▶ _GOAL_: Please update the material below by changing every "detection model" to "localization model", with all else left unchanged.

A run of records:
━━━━━━━━━━

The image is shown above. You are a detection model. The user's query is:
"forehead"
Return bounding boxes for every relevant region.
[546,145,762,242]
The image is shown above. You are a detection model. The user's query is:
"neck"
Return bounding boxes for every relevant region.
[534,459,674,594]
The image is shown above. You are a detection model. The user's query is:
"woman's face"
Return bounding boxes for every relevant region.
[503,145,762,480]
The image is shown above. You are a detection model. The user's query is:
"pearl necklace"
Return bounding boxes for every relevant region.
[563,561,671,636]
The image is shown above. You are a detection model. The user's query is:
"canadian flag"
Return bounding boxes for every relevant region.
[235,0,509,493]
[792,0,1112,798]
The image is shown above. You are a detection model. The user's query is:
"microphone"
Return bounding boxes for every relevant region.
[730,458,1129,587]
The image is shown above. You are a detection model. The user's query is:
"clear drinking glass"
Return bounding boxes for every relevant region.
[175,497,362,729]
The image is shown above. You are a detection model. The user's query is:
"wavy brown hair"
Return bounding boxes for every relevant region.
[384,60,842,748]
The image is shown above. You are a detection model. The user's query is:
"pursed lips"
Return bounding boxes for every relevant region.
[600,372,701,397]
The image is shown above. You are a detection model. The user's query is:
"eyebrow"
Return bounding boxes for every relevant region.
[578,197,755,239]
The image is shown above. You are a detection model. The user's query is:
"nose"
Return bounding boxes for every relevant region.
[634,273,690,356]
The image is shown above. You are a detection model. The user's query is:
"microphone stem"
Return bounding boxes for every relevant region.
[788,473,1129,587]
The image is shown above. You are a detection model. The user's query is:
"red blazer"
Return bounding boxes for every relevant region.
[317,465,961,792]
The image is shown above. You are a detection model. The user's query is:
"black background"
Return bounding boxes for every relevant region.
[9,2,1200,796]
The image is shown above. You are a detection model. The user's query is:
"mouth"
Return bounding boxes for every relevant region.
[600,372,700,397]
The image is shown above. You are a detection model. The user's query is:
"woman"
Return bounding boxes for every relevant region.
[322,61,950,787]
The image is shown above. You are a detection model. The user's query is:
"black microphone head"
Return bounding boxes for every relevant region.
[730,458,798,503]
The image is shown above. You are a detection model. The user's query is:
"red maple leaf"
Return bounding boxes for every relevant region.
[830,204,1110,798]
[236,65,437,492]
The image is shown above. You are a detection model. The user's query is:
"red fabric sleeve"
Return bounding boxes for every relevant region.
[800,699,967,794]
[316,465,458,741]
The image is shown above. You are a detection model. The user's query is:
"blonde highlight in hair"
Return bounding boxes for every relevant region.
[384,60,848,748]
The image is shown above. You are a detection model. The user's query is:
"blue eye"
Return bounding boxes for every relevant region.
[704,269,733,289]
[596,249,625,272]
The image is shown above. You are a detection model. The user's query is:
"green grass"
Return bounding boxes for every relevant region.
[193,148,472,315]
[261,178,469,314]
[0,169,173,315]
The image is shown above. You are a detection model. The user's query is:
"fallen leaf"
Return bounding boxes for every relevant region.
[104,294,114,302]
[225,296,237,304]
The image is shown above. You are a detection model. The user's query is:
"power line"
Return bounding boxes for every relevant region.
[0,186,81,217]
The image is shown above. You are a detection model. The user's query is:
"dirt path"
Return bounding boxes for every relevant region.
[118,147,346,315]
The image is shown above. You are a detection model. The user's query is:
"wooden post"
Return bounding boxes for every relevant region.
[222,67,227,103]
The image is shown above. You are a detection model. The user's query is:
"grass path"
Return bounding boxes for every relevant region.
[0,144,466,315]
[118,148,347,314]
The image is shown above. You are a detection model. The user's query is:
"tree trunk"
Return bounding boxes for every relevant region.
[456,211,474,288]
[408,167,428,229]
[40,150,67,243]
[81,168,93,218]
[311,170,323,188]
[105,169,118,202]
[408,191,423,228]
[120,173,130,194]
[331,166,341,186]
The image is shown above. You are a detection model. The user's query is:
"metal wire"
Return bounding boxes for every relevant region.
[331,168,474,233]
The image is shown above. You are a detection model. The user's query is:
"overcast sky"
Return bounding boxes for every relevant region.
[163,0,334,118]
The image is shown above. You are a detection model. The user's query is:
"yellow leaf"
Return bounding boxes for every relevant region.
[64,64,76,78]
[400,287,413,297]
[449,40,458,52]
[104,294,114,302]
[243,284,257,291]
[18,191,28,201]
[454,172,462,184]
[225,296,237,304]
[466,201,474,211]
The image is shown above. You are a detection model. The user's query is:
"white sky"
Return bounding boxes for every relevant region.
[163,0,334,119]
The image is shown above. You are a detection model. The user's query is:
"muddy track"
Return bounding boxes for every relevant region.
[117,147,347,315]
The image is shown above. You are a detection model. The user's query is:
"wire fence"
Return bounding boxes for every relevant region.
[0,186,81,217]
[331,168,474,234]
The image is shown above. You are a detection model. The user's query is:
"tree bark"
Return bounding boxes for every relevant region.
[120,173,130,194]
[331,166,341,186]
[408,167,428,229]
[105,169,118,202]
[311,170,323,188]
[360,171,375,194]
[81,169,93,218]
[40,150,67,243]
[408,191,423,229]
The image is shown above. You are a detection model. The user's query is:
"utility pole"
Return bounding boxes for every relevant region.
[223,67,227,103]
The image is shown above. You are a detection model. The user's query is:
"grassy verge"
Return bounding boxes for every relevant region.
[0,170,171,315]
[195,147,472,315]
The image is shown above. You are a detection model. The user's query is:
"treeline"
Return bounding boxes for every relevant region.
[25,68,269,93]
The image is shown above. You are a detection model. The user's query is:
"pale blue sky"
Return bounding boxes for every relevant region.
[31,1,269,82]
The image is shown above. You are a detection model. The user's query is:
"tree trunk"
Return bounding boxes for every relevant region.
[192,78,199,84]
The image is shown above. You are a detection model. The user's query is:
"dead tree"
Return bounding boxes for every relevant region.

━━━━━━━━━━

▶ _EXERCISE ANSWER_:
The image is shown above. You are a localization model. The user's query is:
"forehead"
Return bounding boxes for every relevant region.
[546,145,762,242]
The image is shown above. You are a localization model. The user's query is:
"neck"
Return bounding boxes for every relevant region.
[534,459,674,594]
The image is shown above. You are a localization model. The user's query is:
"woman's face"
Return bounding boxes for every relevant region.
[503,145,762,480]
The image is shown above. You are a localization model. The user's query is:
"pearl necklace"
Return bounding boxes for every relevant region.
[563,561,671,636]
The image is shown above. You are a localization model. The user's query is:
"canadian flag"
Return bounding boxes for every relevant region.
[235,0,509,493]
[792,0,1112,798]
The image is shown above. You are a localization model. The user's query is:
"microphone"
Return bounding boxes for every relevant region.
[730,458,1129,587]
The image is shown above. You are a localization model. The user's query is:
"clear drinking glass"
Return bounding boxes for every relevant region.
[175,497,362,729]
The image is shown above. You are a localization model. The user's query is:
"wavy brown hair"
Return bounding boxes for every relevant region.
[384,60,842,748]
The image is shown above. You are a localization model. The user's query is:
"pursed lips"
Return bounding boxes for every relevant region.
[600,372,701,397]
The image is shown above. You are a localization model. The user's query is:
"eyebrow"
Return bounding boxes for every relevant region.
[578,197,755,239]
The image is shown above. You are a localization model. The user's query is:
"nose"
Return bounding boxes for every relevant region.
[634,273,690,356]
The image is shown above. You are a localization model. The user's query is:
"microphone stem"
Return bounding boxes for every relevant region.
[788,473,1129,587]
The image is shown above. You are a localization model. The user's query is:
"red blazer"
Return bounding boxes for every relevant region.
[317,465,961,792]
The image is shown above. You are a localization model. The user's query is:
"black background"
Return bounding boxes for every relevant region.
[9,2,1200,796]
The image is shown above. You are a localization model. The user's query is:
"mouth"
Return bounding boxes for every relevant region.
[600,372,700,397]
The image is shown above. You are a localization model. The user's query is:
"woman"
Return bounding boxes for every relevant region.
[322,61,950,787]
The image is shown above. You are a localization model. The user's query is:
"black microphone head"
Return bounding boxes for every relevant region.
[730,458,798,503]
The image is shown above. You are a localization model. The user's query is:
"red maple leaf"
Return bounding boxes for every relevant region.
[830,204,1110,798]
[236,65,437,492]
The image is shown above. You are a localization model. The user's query is:
"red fabric sleeve"
Return bounding boxes for every relevant region.
[800,699,967,794]
[316,465,458,741]
The image is shown above. You are a localization model. The user's query is:
"blonde highlight in hair"
Return bounding boxes for every relevant region.
[384,60,848,748]
The image is shown above. You are a localization model. The user's query is:
"blue eye"
Return bounding boxes for every relevant region.
[704,269,733,289]
[596,249,625,272]
The image is shown above. You are a localization model. The user's query is:
"green grass"
Return bounding boxes for every relevant region.
[193,148,472,315]
[261,178,469,314]
[0,169,173,315]
The image is shown above. You are a localization model. The user's query is:
"fallen leaf"
Return bounding boxes for every relevant region.
[104,294,114,302]
[225,296,237,304]
The image is shown above. You are a localization model. The user's query is:
"power line"
Return bounding boxes for every relevant region.
[0,186,81,217]
The image is shown above. You are a localization model. The user's query is:
"dirt path"
Return bounding boxes for every relevant region.
[118,147,346,315]
The image is shown above. You are a localization model. The user's query is:
"wooden post"
Return bounding boxes for every relevant region.
[222,67,227,103]
The image is shown above. You are a localization model. The user's query is:
"grass path"
Return bounding boxes for every relevant region.
[0,144,466,315]
[118,148,347,314]
The image is shown above. You are a localization model. The user's query is:
"tree trunk"
Return bounding boxes for every relevant region.
[456,211,474,288]
[408,167,428,229]
[40,150,67,243]
[81,168,93,218]
[311,170,323,188]
[105,169,118,202]
[408,191,423,228]
[120,173,130,194]
[331,166,341,186]
The image is shown above. You are a localization model. The user's query is:
"metal wire"
Return bounding boxes for every relevant region.
[331,168,474,233]
The image is shown above. You are a localization model. The user's query is:
"overcast sky"
Return bounding boxes for every relevant region.
[163,0,334,118]
The image is shown above. You are a localization model. The user's query is:
"yellow leaf"
Return bounding boxes for every relevant region.
[64,64,76,78]
[400,287,413,297]
[449,40,458,52]
[104,294,114,302]
[243,284,257,291]
[18,191,28,201]
[454,172,462,184]
[225,296,237,304]
[466,201,474,211]
The image is shown above. You are a localization model. The user's query is:
"white sky"
Return bounding boxes for every relevant region.
[163,0,334,119]
The image is shown above. You are a localization model. The user's query is:
"muddy track"
Return bounding boxes for every relevant region.
[117,147,347,315]
The image is shown above. You are a localization model. The user's query is:
"wire fence"
Return bounding boxes for every relevant region.
[0,186,81,217]
[331,168,474,234]
The image is shown above. You are a localization model. The user's query is:
"tree bark"
Return bounding boxes for every relevant region.
[120,173,130,194]
[331,166,341,186]
[408,167,428,229]
[105,169,118,202]
[311,170,323,188]
[360,171,375,194]
[81,169,93,218]
[40,150,67,243]
[408,191,423,229]
The image is shown above. You are a localization model. The user's query is:
"utility pole"
Return bounding boxes for every relevant region.
[223,67,227,103]
The image is shown above. You are a localization model. The user's query is:
"grassy verge"
Return bounding boxes for every relevant region.
[0,170,171,315]
[195,147,472,315]
The image is shown above. You are a localization model. The user's query is:
"treeline"
Return bounding boxes for every relevant region.
[25,68,269,93]
The image is shown above. You are a localization model. The user's query is:
"pale blue sky"
Return bounding boxes for every relevant region.
[31,1,269,82]
The image is shown above. You are a localization model. The user's query is:
"tree trunk"
Return bounding boxes for every relevant region.
[192,78,199,84]
The image is shown above. You are a localization model. The user's query is:
"dead tree"
Return bounding boxes for every relevant region.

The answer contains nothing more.